- WHAT YOU NEED TO DO -
Nothing but the lines from the start of the data through the line with "box: [168, 106, 237, 132]" should appear in the answer, each retyped exactly, and pictures should not.

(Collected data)
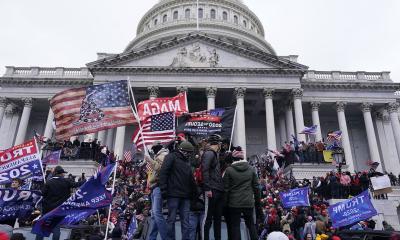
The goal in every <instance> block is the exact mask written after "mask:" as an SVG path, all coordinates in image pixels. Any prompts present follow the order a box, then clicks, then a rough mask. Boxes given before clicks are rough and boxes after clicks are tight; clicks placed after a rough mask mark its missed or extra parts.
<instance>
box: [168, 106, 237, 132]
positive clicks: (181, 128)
mask: <svg viewBox="0 0 400 240" xmlns="http://www.w3.org/2000/svg"><path fill="white" fill-rule="evenodd" d="M234 116H235V108H234V107H231V108H218V109H213V110H209V111H202V112H196V113H189V114H187V115H185V116H184V117H182V118H183V120H180V121H179V125H178V128H177V130H176V131H177V132H185V133H187V134H189V135H193V136H207V135H210V134H214V133H217V134H220V135H222V136H225V137H230V136H231V133H232V126H233V118H234Z"/></svg>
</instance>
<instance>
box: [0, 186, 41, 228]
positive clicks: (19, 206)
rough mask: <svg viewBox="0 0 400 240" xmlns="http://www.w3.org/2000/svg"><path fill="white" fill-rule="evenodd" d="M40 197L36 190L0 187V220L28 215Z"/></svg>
mask: <svg viewBox="0 0 400 240" xmlns="http://www.w3.org/2000/svg"><path fill="white" fill-rule="evenodd" d="M41 199H42V196H41V194H40V192H38V191H26V190H14V189H0V221H5V220H11V219H16V218H20V219H24V218H26V217H29V216H30V214H31V213H32V212H33V210H34V209H35V206H36V204H37V203H39V201H40V200H41Z"/></svg>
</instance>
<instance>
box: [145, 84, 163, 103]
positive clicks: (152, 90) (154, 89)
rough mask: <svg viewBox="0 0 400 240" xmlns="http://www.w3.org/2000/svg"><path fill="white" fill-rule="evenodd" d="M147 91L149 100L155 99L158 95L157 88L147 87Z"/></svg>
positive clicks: (157, 88)
mask: <svg viewBox="0 0 400 240" xmlns="http://www.w3.org/2000/svg"><path fill="white" fill-rule="evenodd" d="M147 90H148V91H149V99H150V100H151V99H154V98H157V97H158V95H159V94H160V89H159V88H158V87H157V86H150V87H147Z"/></svg>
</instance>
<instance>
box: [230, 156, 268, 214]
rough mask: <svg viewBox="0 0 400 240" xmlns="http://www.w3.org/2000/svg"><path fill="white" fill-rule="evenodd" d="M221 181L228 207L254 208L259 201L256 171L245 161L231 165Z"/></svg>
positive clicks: (240, 161) (234, 207) (259, 196)
mask: <svg viewBox="0 0 400 240" xmlns="http://www.w3.org/2000/svg"><path fill="white" fill-rule="evenodd" d="M223 180H224V189H225V195H226V199H227V206H228V207H231V208H254V204H255V201H259V200H260V196H259V195H260V193H259V188H258V177H257V174H256V171H255V169H254V168H253V167H251V166H250V165H249V163H248V162H247V161H246V160H241V161H237V162H234V163H232V165H231V166H230V167H228V168H227V169H226V171H225V175H224V179H223Z"/></svg>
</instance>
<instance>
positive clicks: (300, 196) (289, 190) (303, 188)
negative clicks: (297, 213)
mask: <svg viewBox="0 0 400 240" xmlns="http://www.w3.org/2000/svg"><path fill="white" fill-rule="evenodd" d="M309 192H310V188H308V187H305V188H296V189H290V190H289V191H287V192H282V193H279V196H280V198H281V202H282V205H283V207H284V208H291V207H299V206H304V207H308V206H310V199H309V197H308V193H309Z"/></svg>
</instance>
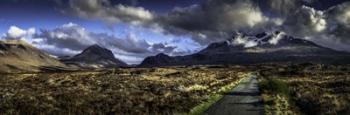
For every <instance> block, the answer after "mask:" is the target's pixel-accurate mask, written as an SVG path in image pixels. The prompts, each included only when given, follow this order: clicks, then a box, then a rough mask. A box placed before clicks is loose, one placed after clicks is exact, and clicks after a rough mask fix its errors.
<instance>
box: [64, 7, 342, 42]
mask: <svg viewBox="0 0 350 115" xmlns="http://www.w3.org/2000/svg"><path fill="white" fill-rule="evenodd" d="M343 2H344V1H343V0H335V2H330V1H327V0H320V1H318V2H316V1H315V0H264V1H262V0H206V1H205V2H203V3H201V4H196V5H192V6H188V7H176V8H174V9H173V10H172V11H170V12H168V13H165V14H157V13H155V12H152V11H149V10H147V9H145V8H142V7H135V6H127V5H121V4H111V3H110V2H108V0H88V1H85V0H84V1H83V0H71V1H70V2H69V3H70V4H69V6H70V8H68V9H66V11H67V12H68V11H69V13H72V14H75V15H77V16H80V17H83V18H93V19H99V20H103V21H106V22H108V23H129V24H132V25H135V26H142V27H146V28H151V29H153V30H161V32H164V33H167V34H175V35H190V36H192V39H193V40H194V41H196V42H197V43H199V44H202V45H207V44H208V43H211V42H215V41H221V40H224V39H227V38H229V37H231V36H232V34H233V32H235V31H241V32H248V33H256V32H260V31H271V30H282V31H286V34H291V35H295V36H300V37H304V38H305V39H311V40H313V41H317V42H318V43H320V44H324V43H326V42H328V41H332V40H328V39H333V40H334V41H345V42H344V43H346V44H345V45H343V46H346V45H349V44H348V43H347V39H346V37H345V36H349V35H348V32H345V31H348V27H349V26H348V22H349V21H348V20H347V17H348V14H347V12H348V9H347V8H346V7H347V6H349V5H348V4H346V3H344V4H342V5H339V4H341V3H343ZM328 3H329V4H334V5H337V6H336V7H334V8H333V7H331V6H330V5H324V4H328ZM314 7H315V8H314ZM324 9H326V10H327V11H323V10H324ZM332 9H333V10H332ZM317 38H321V39H317ZM326 38H327V39H326ZM339 43H340V42H339ZM344 43H342V44H344ZM334 44H335V45H334ZM334 44H326V45H328V47H335V46H337V45H336V44H338V42H337V43H336V42H334ZM338 49H341V48H338Z"/></svg>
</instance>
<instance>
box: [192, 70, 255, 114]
mask: <svg viewBox="0 0 350 115" xmlns="http://www.w3.org/2000/svg"><path fill="white" fill-rule="evenodd" d="M250 74H251V73H247V74H242V73H241V74H240V76H242V77H241V79H240V80H238V81H235V82H232V83H231V84H229V85H226V86H224V87H222V88H221V89H220V90H218V92H217V93H214V94H212V95H210V96H209V97H208V99H207V100H206V101H205V102H203V103H201V104H199V105H197V106H196V107H194V108H193V109H192V110H191V111H190V112H189V115H203V113H204V112H205V111H206V110H207V109H208V108H209V107H210V106H212V105H213V104H215V103H216V102H217V101H219V100H220V99H221V98H222V97H223V96H224V95H223V94H225V93H228V92H229V91H231V90H232V89H233V88H234V87H235V86H237V85H238V84H239V83H240V82H241V81H242V80H243V79H244V78H246V77H247V76H249V75H250Z"/></svg>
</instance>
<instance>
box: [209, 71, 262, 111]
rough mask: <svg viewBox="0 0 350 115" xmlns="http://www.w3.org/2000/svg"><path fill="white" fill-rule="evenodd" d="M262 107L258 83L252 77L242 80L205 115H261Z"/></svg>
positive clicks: (211, 107) (213, 105)
mask: <svg viewBox="0 0 350 115" xmlns="http://www.w3.org/2000/svg"><path fill="white" fill-rule="evenodd" d="M262 114H264V106H263V103H262V102H261V99H260V92H259V88H258V81H257V78H256V76H254V75H252V76H249V77H247V78H245V79H243V80H242V82H241V83H240V84H238V86H236V87H235V88H234V89H233V90H232V91H231V92H229V93H226V94H224V97H223V98H222V99H220V100H219V101H218V102H216V103H215V104H213V105H212V106H211V107H210V108H209V109H208V110H207V111H206V112H205V115H262Z"/></svg>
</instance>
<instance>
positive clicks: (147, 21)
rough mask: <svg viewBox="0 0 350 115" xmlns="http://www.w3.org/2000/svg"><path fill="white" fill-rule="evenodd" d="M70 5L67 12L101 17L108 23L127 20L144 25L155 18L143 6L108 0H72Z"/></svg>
mask: <svg viewBox="0 0 350 115" xmlns="http://www.w3.org/2000/svg"><path fill="white" fill-rule="evenodd" d="M69 5H70V7H69V8H68V9H66V11H65V12H66V13H72V14H74V15H77V16H79V17H82V18H87V19H99V20H103V21H106V22H108V23H119V22H125V23H130V24H133V25H142V24H145V23H148V22H149V21H152V20H153V18H154V15H153V14H152V13H151V12H150V11H148V10H146V9H144V8H142V7H133V6H125V5H122V4H118V5H112V4H111V3H109V1H107V0H70V1H69Z"/></svg>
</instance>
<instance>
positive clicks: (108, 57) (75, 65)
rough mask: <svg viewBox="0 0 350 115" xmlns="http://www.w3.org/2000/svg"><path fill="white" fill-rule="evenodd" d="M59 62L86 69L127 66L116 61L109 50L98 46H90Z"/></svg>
mask: <svg viewBox="0 0 350 115" xmlns="http://www.w3.org/2000/svg"><path fill="white" fill-rule="evenodd" d="M61 61H62V62H64V63H65V64H67V65H74V66H78V67H80V68H86V69H96V68H113V67H126V66H127V64H126V63H124V62H123V61H121V60H119V59H116V58H115V57H114V55H113V53H112V51H111V50H108V49H106V48H103V47H101V46H99V45H92V46H90V47H88V48H86V49H85V50H84V51H82V52H81V53H80V54H78V55H75V56H73V57H71V58H66V59H61Z"/></svg>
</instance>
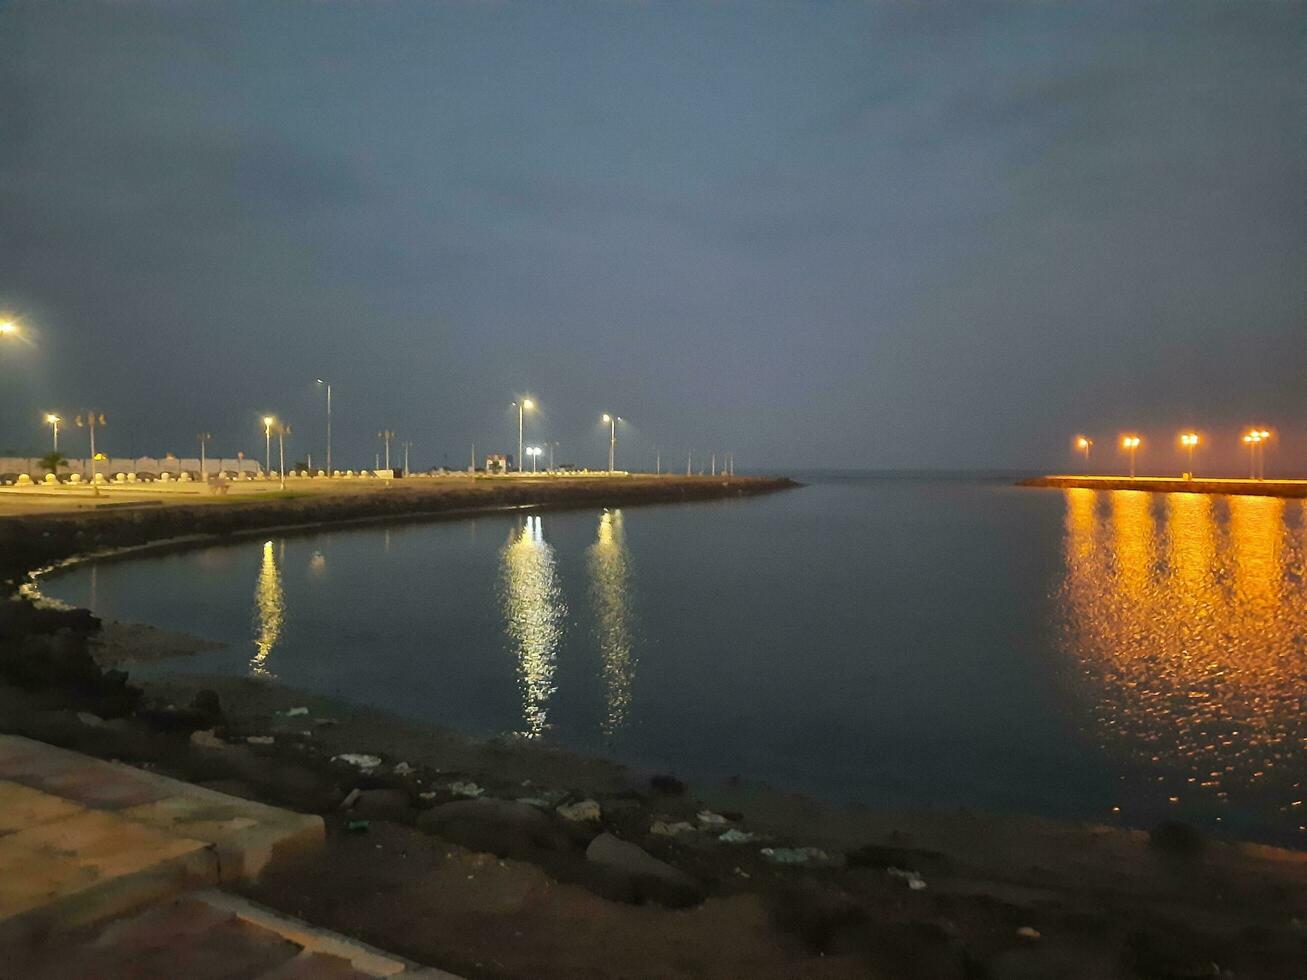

- RESPONSE TO THE EXERCISE -
The goal in every <instance> block is the exact mask written after "mask:" as an SVG path, all coordinates in image pixels. Any prompts present follow the order a box, then clicks, then a rough mask. Boxes given before clicks are rough and boxes after clicks are tight; clicks placed after a rough mask mark its missed or extra parts.
<instance>
box: [168, 106, 237, 132]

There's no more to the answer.